§ Work to be completed
Could you write out the records again, beginning at the line that has "gazebo roof in the photo above." and stopping after the end of the records, with every line kept in full and each coordinate offset by -74?

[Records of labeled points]
..........

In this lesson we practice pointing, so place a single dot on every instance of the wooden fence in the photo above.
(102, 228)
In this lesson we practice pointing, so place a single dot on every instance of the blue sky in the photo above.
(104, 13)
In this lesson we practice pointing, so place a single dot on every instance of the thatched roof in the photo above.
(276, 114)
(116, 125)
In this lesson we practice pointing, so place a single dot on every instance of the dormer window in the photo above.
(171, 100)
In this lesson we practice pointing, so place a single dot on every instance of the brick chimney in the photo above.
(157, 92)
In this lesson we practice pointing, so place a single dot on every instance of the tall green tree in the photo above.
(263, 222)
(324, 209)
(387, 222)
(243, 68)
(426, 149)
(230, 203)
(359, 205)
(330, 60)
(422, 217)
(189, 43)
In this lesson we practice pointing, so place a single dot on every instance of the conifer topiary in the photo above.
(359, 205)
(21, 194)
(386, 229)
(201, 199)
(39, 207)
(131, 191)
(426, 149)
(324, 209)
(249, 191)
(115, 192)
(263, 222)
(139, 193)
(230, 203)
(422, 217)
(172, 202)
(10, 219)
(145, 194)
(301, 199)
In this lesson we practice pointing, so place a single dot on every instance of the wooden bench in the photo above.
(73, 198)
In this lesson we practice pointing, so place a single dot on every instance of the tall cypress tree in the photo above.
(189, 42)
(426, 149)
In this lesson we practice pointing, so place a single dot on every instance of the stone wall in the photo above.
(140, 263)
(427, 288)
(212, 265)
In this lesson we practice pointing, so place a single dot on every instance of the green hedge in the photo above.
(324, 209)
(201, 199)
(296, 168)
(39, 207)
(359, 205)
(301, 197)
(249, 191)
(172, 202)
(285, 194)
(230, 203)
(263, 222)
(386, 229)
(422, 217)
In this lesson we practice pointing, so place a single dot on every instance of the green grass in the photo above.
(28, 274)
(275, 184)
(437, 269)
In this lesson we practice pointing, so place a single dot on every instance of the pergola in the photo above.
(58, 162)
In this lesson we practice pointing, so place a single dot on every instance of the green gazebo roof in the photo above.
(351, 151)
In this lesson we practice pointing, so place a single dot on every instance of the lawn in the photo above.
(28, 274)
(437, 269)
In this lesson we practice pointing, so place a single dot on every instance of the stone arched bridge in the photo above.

..........

§ Solution to the exercise
In this lesson we practice pointing, so place a single dot on every instance of the green gazebo roof in the photo above.
(277, 77)
In this lesson we practice pointing, so place a single dot on every instance of the lawn in the photo above.
(-46, 200)
(363, 195)
In this lesson we practice pointing, so place a single dot on every instance of the stone arched bridge in the photo above.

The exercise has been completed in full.